## Begin DATA TO PROCESS

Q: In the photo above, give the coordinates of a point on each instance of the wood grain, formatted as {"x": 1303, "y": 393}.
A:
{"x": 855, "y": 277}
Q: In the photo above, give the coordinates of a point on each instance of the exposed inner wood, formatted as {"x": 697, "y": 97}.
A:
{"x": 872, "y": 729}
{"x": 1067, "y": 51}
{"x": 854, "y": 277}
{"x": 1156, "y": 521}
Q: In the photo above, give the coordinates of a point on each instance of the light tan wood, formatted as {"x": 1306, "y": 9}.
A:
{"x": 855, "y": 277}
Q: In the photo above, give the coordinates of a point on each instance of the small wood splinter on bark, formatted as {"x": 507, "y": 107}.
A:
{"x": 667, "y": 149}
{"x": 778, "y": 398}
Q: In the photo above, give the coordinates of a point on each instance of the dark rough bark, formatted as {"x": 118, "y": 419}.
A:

## End DATA TO PROCESS

**YOUR INSTRUCTIONS**
Transcribe the full listing above verbatim, line for line.

**COMPLETED TASK**
Q: In the photo above, give the coordinates of a point on each instance of the wood grain, formatted as {"x": 1303, "y": 393}.
A:
{"x": 855, "y": 277}
Q: In the photo above, give the coordinates of a point on each instance of the exposed inner wood, formatted as {"x": 697, "y": 97}.
A:
{"x": 872, "y": 729}
{"x": 1067, "y": 51}
{"x": 854, "y": 277}
{"x": 1156, "y": 521}
Q: In the photo above, give the coordinates of a point on each instance of the light tan wood, formatted as {"x": 1306, "y": 9}.
A:
{"x": 855, "y": 277}
Q: In the photo above, give the coordinates of a point on each instance of the small wood splinter on bark, formatted as {"x": 507, "y": 107}.
A:
{"x": 667, "y": 149}
{"x": 778, "y": 398}
Q: In the photo above, give the coordinates of a point on each instance of the dark rough bark, formatted as {"x": 118, "y": 419}.
A:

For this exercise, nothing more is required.